- [Your assignment] In the listing below, find each line that holds the string "crowd" and copy it.

- [Data for review]
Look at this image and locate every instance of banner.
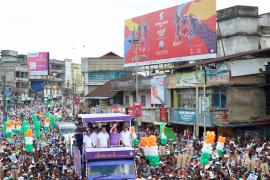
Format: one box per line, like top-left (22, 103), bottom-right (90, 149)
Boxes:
top-left (206, 68), bottom-right (230, 86)
top-left (160, 107), bottom-right (168, 122)
top-left (151, 76), bottom-right (165, 104)
top-left (124, 0), bottom-right (216, 67)
top-left (167, 70), bottom-right (205, 89)
top-left (27, 52), bottom-right (49, 76)
top-left (177, 109), bottom-right (196, 122)
top-left (133, 102), bottom-right (142, 118)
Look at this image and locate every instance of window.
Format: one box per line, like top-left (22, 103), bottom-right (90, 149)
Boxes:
top-left (212, 87), bottom-right (227, 109)
top-left (141, 95), bottom-right (146, 106)
top-left (178, 89), bottom-right (196, 109)
top-left (177, 88), bottom-right (212, 109)
top-left (125, 95), bottom-right (129, 105)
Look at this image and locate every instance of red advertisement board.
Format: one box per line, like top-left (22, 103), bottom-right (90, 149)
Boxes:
top-left (74, 96), bottom-right (80, 105)
top-left (124, 0), bottom-right (216, 67)
top-left (160, 107), bottom-right (168, 122)
top-left (27, 52), bottom-right (49, 76)
top-left (133, 102), bottom-right (142, 118)
top-left (126, 106), bottom-right (134, 116)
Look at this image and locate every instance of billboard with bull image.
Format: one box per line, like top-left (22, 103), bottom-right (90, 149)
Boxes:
top-left (124, 0), bottom-right (216, 67)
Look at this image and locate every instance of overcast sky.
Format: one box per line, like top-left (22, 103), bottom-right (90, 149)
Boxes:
top-left (0, 0), bottom-right (269, 63)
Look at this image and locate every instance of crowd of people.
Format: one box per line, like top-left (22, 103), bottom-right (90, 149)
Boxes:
top-left (136, 127), bottom-right (270, 180)
top-left (1, 98), bottom-right (270, 180)
top-left (0, 98), bottom-right (79, 180)
top-left (83, 123), bottom-right (132, 148)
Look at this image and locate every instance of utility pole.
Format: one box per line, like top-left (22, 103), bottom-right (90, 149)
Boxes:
top-left (72, 68), bottom-right (75, 117)
top-left (195, 85), bottom-right (199, 139)
top-left (1, 75), bottom-right (6, 121)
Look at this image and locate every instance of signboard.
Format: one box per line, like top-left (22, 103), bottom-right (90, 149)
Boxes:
top-left (4, 87), bottom-right (13, 97)
top-left (126, 106), bottom-right (134, 116)
top-left (167, 70), bottom-right (205, 89)
top-left (199, 111), bottom-right (213, 127)
top-left (124, 0), bottom-right (216, 67)
top-left (85, 149), bottom-right (135, 160)
top-left (27, 52), bottom-right (49, 76)
top-left (74, 96), bottom-right (80, 105)
top-left (200, 97), bottom-right (210, 114)
top-left (160, 107), bottom-right (168, 122)
top-left (133, 102), bottom-right (142, 118)
top-left (177, 109), bottom-right (196, 122)
top-left (206, 68), bottom-right (230, 86)
top-left (151, 76), bottom-right (165, 104)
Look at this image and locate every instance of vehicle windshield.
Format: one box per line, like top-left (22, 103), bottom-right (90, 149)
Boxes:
top-left (59, 128), bottom-right (76, 135)
top-left (88, 162), bottom-right (135, 177)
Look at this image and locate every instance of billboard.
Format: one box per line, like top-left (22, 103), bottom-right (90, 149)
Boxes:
top-left (27, 52), bottom-right (49, 76)
top-left (151, 76), bottom-right (165, 104)
top-left (124, 0), bottom-right (216, 67)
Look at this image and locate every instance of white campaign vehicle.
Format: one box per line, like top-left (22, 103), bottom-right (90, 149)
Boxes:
top-left (58, 122), bottom-right (77, 153)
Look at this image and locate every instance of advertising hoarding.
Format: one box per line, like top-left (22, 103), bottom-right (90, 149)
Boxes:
top-left (124, 0), bottom-right (216, 67)
top-left (167, 70), bottom-right (205, 89)
top-left (133, 102), bottom-right (142, 118)
top-left (160, 107), bottom-right (168, 122)
top-left (27, 52), bottom-right (49, 76)
top-left (206, 68), bottom-right (230, 86)
top-left (151, 76), bottom-right (165, 104)
top-left (177, 109), bottom-right (196, 122)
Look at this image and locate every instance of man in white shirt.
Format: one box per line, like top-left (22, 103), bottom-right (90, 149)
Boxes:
top-left (120, 126), bottom-right (132, 147)
top-left (90, 127), bottom-right (98, 147)
top-left (97, 126), bottom-right (110, 148)
top-left (83, 129), bottom-right (94, 148)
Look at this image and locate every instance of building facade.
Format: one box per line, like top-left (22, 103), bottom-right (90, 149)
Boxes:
top-left (0, 50), bottom-right (31, 106)
top-left (91, 6), bottom-right (270, 138)
top-left (81, 52), bottom-right (132, 96)
top-left (71, 63), bottom-right (84, 95)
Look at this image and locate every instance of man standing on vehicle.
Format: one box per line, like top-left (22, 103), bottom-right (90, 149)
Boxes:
top-left (97, 126), bottom-right (110, 148)
top-left (83, 129), bottom-right (94, 148)
top-left (121, 126), bottom-right (132, 147)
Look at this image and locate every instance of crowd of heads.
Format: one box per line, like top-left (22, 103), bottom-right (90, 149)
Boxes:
top-left (136, 126), bottom-right (270, 180)
top-left (0, 98), bottom-right (79, 180)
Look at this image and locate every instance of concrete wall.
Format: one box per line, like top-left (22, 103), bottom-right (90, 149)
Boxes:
top-left (259, 13), bottom-right (270, 26)
top-left (229, 58), bottom-right (270, 77)
top-left (231, 75), bottom-right (265, 85)
top-left (218, 17), bottom-right (258, 37)
top-left (217, 36), bottom-right (260, 57)
top-left (227, 87), bottom-right (266, 123)
top-left (123, 90), bottom-right (151, 107)
top-left (81, 57), bottom-right (125, 72)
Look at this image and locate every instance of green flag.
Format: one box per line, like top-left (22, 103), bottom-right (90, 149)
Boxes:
top-left (164, 127), bottom-right (177, 140)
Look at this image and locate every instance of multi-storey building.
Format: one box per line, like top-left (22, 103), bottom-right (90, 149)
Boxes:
top-left (81, 52), bottom-right (132, 101)
top-left (0, 50), bottom-right (31, 107)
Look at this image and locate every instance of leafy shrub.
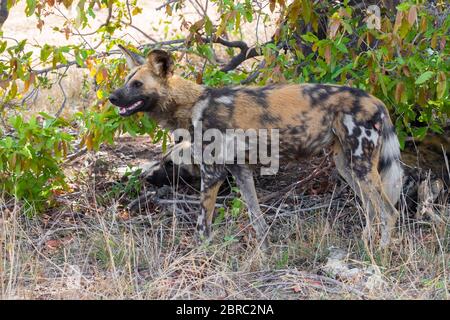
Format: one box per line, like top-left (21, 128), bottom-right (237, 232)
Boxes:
top-left (0, 114), bottom-right (72, 213)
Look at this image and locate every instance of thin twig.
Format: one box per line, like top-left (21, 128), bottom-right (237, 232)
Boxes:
top-left (54, 67), bottom-right (69, 117)
top-left (259, 152), bottom-right (333, 203)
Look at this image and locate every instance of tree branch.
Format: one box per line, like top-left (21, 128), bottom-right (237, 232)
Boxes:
top-left (214, 37), bottom-right (270, 72)
top-left (156, 0), bottom-right (180, 11)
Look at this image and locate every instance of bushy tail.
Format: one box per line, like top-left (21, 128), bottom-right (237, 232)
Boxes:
top-left (379, 115), bottom-right (403, 205)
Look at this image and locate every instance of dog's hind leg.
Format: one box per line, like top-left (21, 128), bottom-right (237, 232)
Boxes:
top-left (333, 140), bottom-right (399, 249)
top-left (228, 165), bottom-right (269, 249)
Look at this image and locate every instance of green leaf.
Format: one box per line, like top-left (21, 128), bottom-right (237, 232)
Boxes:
top-left (301, 32), bottom-right (319, 43)
top-left (25, 0), bottom-right (36, 17)
top-left (335, 42), bottom-right (348, 53)
top-left (412, 127), bottom-right (427, 139)
top-left (396, 2), bottom-right (411, 12)
top-left (415, 71), bottom-right (434, 85)
top-left (40, 44), bottom-right (53, 62)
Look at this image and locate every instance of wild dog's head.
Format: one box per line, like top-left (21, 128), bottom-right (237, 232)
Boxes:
top-left (109, 45), bottom-right (174, 116)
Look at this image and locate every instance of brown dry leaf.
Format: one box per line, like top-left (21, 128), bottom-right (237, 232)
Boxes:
top-left (63, 26), bottom-right (71, 40)
top-left (118, 210), bottom-right (130, 221)
top-left (45, 239), bottom-right (61, 250)
top-left (22, 72), bottom-right (35, 94)
top-left (196, 71), bottom-right (203, 84)
top-left (329, 19), bottom-right (340, 39)
top-left (369, 71), bottom-right (377, 84)
top-left (402, 66), bottom-right (411, 77)
top-left (395, 82), bottom-right (405, 103)
top-left (393, 11), bottom-right (403, 33)
top-left (269, 0), bottom-right (276, 12)
top-left (292, 284), bottom-right (302, 293)
top-left (407, 5), bottom-right (417, 26)
top-left (439, 37), bottom-right (446, 51)
top-left (324, 45), bottom-right (331, 65)
top-left (36, 19), bottom-right (44, 31)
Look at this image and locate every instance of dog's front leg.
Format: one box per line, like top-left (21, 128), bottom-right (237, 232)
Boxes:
top-left (229, 165), bottom-right (269, 249)
top-left (197, 164), bottom-right (227, 241)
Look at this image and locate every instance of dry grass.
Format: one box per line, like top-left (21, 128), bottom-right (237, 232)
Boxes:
top-left (1, 137), bottom-right (449, 300)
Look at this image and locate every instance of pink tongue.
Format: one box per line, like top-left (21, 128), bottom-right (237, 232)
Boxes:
top-left (120, 107), bottom-right (126, 113)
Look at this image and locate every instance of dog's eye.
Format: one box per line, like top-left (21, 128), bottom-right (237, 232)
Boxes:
top-left (132, 81), bottom-right (143, 88)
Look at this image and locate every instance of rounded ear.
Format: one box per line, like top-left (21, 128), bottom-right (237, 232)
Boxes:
top-left (147, 49), bottom-right (174, 78)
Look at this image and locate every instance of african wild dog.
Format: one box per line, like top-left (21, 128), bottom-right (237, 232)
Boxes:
top-left (109, 45), bottom-right (404, 248)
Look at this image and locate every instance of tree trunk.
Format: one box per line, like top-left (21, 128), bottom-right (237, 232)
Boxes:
top-left (0, 0), bottom-right (9, 30)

- [Your solution]
Look at this image and locate every instance of crowd of people.
Look at this image and locate every instance of crowd of heads.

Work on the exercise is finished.